#### [RECORD SET]

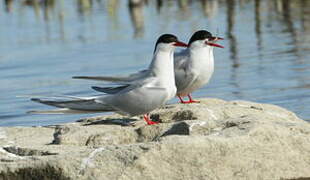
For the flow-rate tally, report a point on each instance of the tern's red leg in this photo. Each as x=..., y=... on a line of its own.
x=189, y=101
x=147, y=119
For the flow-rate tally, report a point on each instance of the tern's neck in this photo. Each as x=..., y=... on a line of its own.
x=162, y=66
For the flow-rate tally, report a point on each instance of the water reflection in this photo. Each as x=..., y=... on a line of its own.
x=266, y=41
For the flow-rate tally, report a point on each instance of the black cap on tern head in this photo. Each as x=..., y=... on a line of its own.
x=200, y=35
x=166, y=38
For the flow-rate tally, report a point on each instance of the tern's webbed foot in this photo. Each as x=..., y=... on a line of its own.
x=148, y=120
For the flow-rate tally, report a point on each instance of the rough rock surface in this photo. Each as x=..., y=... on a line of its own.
x=214, y=139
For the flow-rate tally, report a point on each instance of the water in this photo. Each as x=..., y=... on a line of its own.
x=43, y=43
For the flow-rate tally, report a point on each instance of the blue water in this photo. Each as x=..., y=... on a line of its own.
x=266, y=56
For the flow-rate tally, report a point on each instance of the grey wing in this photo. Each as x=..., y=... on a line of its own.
x=110, y=90
x=72, y=105
x=183, y=78
x=130, y=77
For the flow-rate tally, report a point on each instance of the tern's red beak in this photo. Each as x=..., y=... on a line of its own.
x=180, y=44
x=214, y=44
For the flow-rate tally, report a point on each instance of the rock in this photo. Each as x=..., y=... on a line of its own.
x=214, y=139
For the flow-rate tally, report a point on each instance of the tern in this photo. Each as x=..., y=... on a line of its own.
x=193, y=67
x=133, y=98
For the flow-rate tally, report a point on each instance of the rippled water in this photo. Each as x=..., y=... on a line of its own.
x=45, y=42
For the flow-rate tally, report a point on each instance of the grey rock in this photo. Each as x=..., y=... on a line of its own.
x=214, y=139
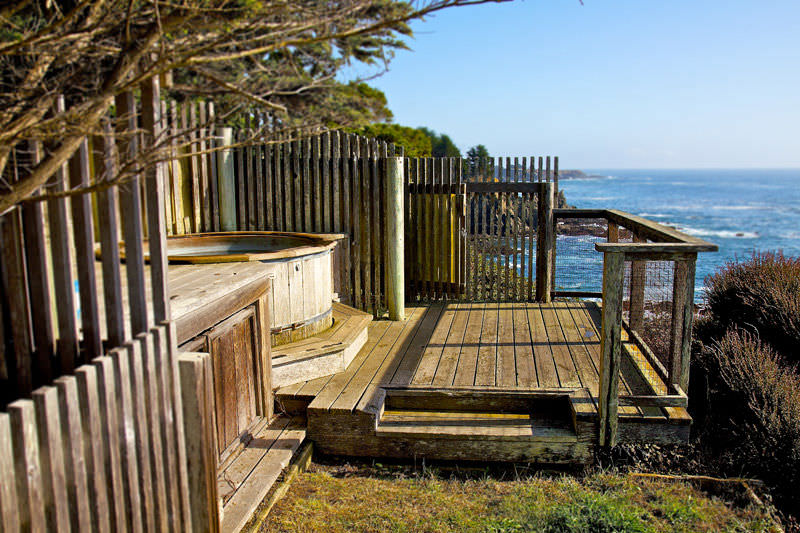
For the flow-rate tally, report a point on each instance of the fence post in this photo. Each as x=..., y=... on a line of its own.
x=610, y=345
x=682, y=319
x=395, y=268
x=197, y=397
x=544, y=243
x=638, y=281
x=227, y=181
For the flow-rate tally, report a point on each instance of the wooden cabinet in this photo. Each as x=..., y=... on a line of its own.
x=240, y=356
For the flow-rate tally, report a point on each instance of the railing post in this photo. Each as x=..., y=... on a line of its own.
x=544, y=243
x=682, y=320
x=610, y=345
x=227, y=182
x=638, y=275
x=395, y=230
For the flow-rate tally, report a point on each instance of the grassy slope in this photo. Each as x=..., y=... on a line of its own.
x=333, y=499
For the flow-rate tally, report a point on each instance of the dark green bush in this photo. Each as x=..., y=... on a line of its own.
x=752, y=425
x=761, y=295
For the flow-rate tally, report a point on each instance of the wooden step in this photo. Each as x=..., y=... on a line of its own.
x=464, y=425
x=324, y=354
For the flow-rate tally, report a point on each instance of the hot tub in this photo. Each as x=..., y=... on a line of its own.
x=301, y=264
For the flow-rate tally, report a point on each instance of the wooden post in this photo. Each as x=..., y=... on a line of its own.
x=395, y=243
x=638, y=275
x=610, y=345
x=682, y=319
x=197, y=392
x=227, y=182
x=154, y=197
x=544, y=243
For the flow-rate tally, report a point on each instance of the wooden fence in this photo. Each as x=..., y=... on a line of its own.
x=329, y=183
x=93, y=437
x=472, y=228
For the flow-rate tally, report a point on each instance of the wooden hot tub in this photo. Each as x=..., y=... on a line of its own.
x=300, y=263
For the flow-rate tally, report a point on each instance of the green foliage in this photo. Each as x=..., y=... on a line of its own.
x=377, y=501
x=760, y=295
x=414, y=142
x=478, y=152
x=441, y=144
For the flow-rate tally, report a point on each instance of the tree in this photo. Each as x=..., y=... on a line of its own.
x=477, y=152
x=272, y=54
x=441, y=145
x=414, y=142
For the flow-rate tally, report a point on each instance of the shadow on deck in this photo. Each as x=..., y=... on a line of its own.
x=480, y=381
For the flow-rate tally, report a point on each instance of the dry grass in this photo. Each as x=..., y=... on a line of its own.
x=340, y=499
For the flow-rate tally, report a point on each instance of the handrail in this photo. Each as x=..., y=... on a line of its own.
x=640, y=226
x=669, y=244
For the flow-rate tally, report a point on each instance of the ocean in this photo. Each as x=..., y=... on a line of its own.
x=742, y=211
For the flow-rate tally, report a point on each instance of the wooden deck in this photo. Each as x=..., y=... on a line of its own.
x=521, y=376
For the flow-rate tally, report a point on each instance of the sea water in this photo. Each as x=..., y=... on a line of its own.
x=742, y=211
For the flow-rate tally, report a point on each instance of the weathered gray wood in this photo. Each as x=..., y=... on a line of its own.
x=9, y=504
x=655, y=231
x=637, y=284
x=130, y=202
x=610, y=346
x=38, y=284
x=107, y=395
x=28, y=476
x=73, y=440
x=167, y=341
x=197, y=399
x=675, y=248
x=227, y=182
x=51, y=459
x=214, y=166
x=15, y=283
x=146, y=389
x=395, y=237
x=682, y=319
x=154, y=191
x=64, y=285
x=204, y=143
x=108, y=224
x=92, y=425
x=137, y=506
x=544, y=244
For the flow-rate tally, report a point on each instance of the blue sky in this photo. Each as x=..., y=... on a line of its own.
x=610, y=84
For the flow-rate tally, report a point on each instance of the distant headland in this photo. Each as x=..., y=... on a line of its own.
x=576, y=175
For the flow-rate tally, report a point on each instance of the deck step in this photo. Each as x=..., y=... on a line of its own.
x=324, y=354
x=475, y=425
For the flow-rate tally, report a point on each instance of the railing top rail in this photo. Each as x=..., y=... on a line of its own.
x=670, y=239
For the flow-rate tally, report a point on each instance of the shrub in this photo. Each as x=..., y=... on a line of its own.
x=753, y=422
x=762, y=295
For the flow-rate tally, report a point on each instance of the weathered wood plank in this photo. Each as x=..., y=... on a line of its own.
x=9, y=504
x=28, y=470
x=51, y=458
x=92, y=425
x=468, y=361
x=73, y=440
x=429, y=361
x=486, y=371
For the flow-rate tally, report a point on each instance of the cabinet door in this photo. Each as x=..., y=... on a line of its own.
x=234, y=347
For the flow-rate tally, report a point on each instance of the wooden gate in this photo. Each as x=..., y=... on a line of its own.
x=472, y=228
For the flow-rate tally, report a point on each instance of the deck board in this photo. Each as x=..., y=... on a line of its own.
x=481, y=346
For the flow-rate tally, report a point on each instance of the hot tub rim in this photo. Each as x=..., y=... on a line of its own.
x=321, y=242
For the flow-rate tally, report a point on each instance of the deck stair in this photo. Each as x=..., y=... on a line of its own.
x=324, y=354
x=481, y=425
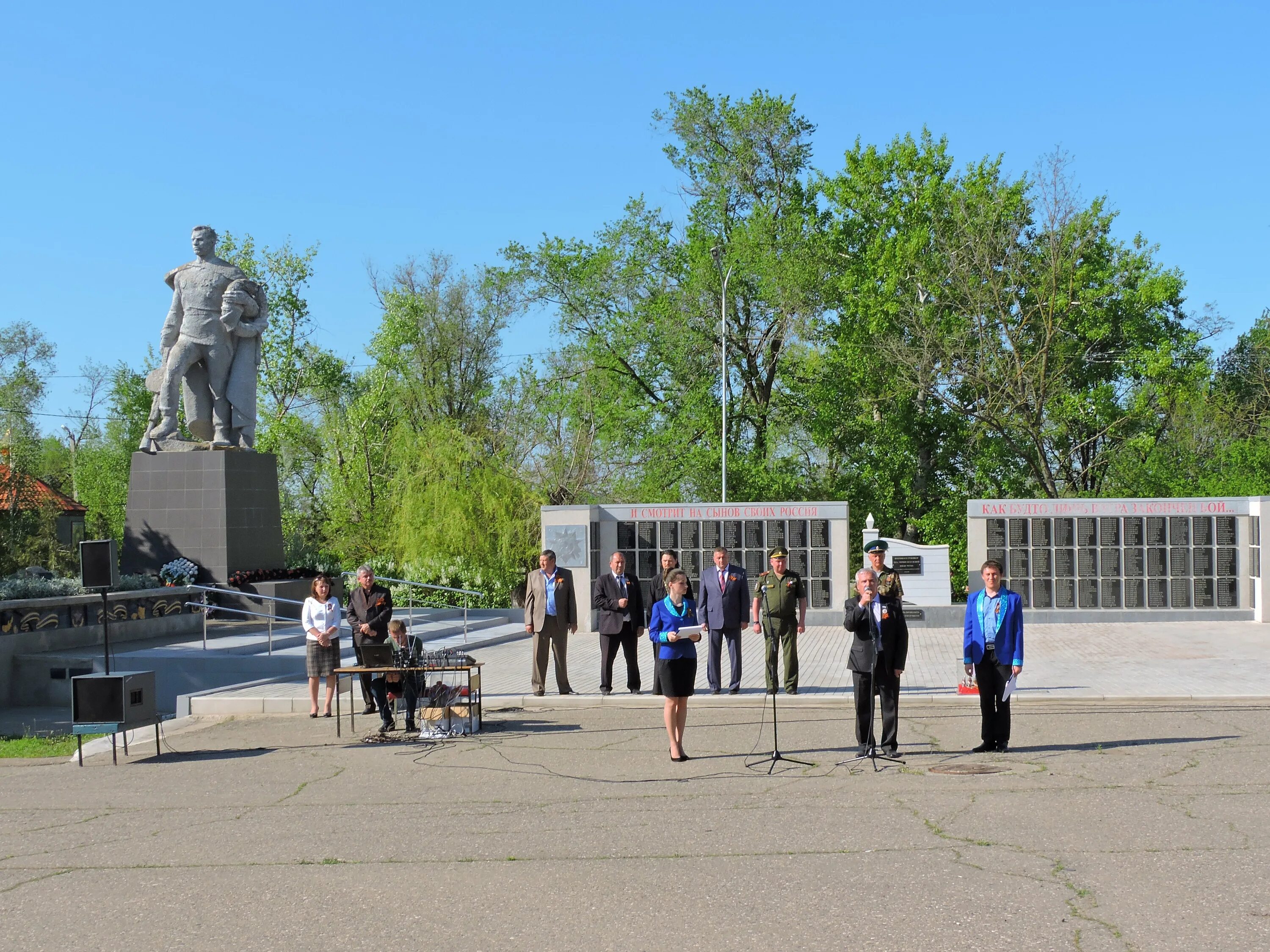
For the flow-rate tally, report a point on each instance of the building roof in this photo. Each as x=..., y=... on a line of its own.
x=33, y=493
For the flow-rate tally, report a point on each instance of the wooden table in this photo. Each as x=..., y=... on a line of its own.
x=473, y=671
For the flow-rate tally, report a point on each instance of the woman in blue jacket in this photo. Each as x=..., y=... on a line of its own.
x=994, y=652
x=676, y=655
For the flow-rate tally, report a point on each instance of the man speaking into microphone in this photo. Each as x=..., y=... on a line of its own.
x=878, y=654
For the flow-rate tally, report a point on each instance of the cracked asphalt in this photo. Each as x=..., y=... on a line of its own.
x=1110, y=827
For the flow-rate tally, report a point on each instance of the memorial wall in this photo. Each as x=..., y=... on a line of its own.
x=1199, y=556
x=816, y=534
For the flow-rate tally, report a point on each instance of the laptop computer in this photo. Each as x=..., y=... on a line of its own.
x=378, y=655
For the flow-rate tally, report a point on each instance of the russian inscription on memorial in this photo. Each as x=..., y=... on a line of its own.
x=1043, y=567
x=907, y=565
x=1042, y=534
x=1132, y=534
x=820, y=534
x=1086, y=532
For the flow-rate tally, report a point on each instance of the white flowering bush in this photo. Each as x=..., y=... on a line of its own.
x=179, y=572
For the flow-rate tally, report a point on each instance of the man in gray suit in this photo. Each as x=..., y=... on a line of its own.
x=550, y=616
x=724, y=608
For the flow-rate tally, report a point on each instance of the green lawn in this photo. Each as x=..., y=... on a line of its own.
x=56, y=746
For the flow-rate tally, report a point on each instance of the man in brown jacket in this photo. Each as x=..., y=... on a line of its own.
x=550, y=616
x=369, y=612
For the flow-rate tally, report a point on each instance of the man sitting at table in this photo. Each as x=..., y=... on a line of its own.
x=393, y=685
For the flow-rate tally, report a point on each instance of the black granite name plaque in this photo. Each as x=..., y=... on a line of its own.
x=1109, y=531
x=1043, y=534
x=1018, y=532
x=1227, y=563
x=1019, y=564
x=1110, y=559
x=1088, y=563
x=1065, y=532
x=1065, y=563
x=820, y=534
x=1043, y=564
x=820, y=563
x=1179, y=563
x=1202, y=563
x=996, y=534
x=1226, y=531
x=1086, y=532
x=1133, y=531
x=907, y=565
x=1179, y=531
x=1135, y=564
x=1202, y=534
x=798, y=561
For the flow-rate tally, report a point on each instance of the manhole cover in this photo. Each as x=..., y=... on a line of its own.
x=968, y=768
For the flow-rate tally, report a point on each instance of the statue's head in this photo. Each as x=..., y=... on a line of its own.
x=204, y=239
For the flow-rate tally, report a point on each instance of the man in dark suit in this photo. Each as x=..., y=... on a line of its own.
x=369, y=612
x=879, y=648
x=724, y=607
x=550, y=617
x=620, y=602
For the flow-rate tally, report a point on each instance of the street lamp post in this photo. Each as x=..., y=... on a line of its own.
x=717, y=253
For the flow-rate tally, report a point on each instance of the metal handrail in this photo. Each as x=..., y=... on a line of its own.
x=465, y=593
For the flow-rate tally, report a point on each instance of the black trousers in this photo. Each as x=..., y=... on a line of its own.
x=409, y=691
x=359, y=640
x=992, y=677
x=609, y=645
x=888, y=692
x=715, y=658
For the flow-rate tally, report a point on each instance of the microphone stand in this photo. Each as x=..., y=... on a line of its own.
x=872, y=753
x=776, y=756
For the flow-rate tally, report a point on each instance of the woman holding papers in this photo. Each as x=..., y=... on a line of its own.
x=995, y=653
x=675, y=630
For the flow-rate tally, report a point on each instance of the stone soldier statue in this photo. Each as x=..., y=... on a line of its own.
x=210, y=348
x=888, y=579
x=780, y=614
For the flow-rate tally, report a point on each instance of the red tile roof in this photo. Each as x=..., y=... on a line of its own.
x=32, y=492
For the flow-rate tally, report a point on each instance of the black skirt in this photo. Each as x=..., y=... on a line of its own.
x=322, y=662
x=679, y=676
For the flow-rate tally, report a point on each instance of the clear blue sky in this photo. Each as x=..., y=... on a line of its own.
x=390, y=130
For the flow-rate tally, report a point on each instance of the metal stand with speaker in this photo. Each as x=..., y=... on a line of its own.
x=110, y=704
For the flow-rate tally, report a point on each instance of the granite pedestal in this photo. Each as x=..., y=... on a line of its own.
x=218, y=508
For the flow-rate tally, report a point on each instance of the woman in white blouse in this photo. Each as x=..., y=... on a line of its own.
x=320, y=617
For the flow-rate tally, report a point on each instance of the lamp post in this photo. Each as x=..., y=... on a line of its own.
x=717, y=253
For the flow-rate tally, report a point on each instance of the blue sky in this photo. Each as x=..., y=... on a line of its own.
x=385, y=131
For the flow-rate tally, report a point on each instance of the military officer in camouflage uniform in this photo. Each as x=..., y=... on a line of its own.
x=888, y=579
x=780, y=614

#### [WORK ITEM]
Starting at the line that contains "the metal stand", copy every line down to the last line of the records above, exactly as written.

#### [THE ANSWER]
For the flow-rate tally, report a point on each instance of the metal stand with speaker in this photo. Each as x=..., y=... on a line of its own.
x=110, y=704
For the flow-rate tally, report a point on each instance of the granite pedestal in this photo. Each as x=..., y=... on a line of its own.
x=218, y=508
For the flow-rate tally, report a point on each instance of the woman in white blouse in this photo. Each as x=..., y=... on a line of its own.
x=320, y=617
For the flow-rate tally, report a point on each instance of the lamp post in this photo. Each as x=..., y=... on a line of its own.
x=717, y=253
For the flow-rate tally, report a point on each instance of the blue sky in this photo. Each as x=..., y=... on a line of its own.
x=385, y=131
For the flow-rate tally, report a point on each instance of the military officer in camouflage uniform in this photo. Each as x=..., y=... on a line of its own.
x=888, y=579
x=780, y=614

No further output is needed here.